# Task details:
Only an exact repetition of the lines from the one that holds "# drop a dot on each instance of the sunglasses;" to the end of the records is wanted.

# Material supplied:
........

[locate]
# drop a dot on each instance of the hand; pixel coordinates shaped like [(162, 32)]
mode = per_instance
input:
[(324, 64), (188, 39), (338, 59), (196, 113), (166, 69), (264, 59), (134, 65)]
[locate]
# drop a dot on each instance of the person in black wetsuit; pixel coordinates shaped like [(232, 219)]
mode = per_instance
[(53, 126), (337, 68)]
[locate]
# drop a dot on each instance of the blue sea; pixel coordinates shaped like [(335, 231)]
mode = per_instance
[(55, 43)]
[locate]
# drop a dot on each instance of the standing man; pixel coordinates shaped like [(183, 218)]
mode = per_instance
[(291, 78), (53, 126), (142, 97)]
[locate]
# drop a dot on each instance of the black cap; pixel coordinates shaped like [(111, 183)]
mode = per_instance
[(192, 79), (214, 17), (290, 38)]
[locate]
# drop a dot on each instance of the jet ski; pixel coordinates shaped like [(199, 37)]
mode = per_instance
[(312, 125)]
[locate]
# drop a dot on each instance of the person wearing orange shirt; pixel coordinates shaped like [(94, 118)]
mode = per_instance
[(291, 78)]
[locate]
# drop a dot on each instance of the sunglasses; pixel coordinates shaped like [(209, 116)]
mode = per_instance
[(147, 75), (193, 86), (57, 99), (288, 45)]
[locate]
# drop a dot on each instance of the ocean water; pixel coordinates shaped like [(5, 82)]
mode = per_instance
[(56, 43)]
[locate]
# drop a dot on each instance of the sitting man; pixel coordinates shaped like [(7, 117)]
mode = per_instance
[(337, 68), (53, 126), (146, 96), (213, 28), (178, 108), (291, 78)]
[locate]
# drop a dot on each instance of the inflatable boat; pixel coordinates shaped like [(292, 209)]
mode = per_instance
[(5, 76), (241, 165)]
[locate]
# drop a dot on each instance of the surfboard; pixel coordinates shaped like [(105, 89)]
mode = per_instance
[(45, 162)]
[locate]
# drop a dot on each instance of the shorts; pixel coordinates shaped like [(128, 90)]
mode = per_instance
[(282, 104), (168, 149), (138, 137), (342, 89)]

........

# Response to the task:
# drop a dot on each instance of the sunglasses; pixel coordinates shaped like [(209, 116)]
mode = per_instance
[(147, 75), (193, 86), (57, 99), (288, 45)]
[locate]
# drop a dot on each instance of the ocean water; pixel coordinates shaped like [(5, 82)]
mode = per_instance
[(56, 43)]
[locate]
# drop a dot on each instance of the sitting man; pixel coordinates shaped like [(7, 117)]
mode = per_instance
[(337, 68), (53, 126), (146, 96), (213, 28), (178, 108), (291, 78)]
[locate]
# drop a dot on each instance of the inflatable boat; pixel coordinates shaped like [(292, 209)]
mode = per_instance
[(5, 76), (241, 165)]
[locate]
# drop a dot on each instance of the surfboard; pixel coordinates shaped like [(105, 89)]
mode = per_instance
[(45, 162)]
[locate]
# drop a dot on each instance of the shorts; pixel coordinates shaped like [(128, 90)]
mode = per_instance
[(282, 104), (168, 149), (138, 137), (342, 89)]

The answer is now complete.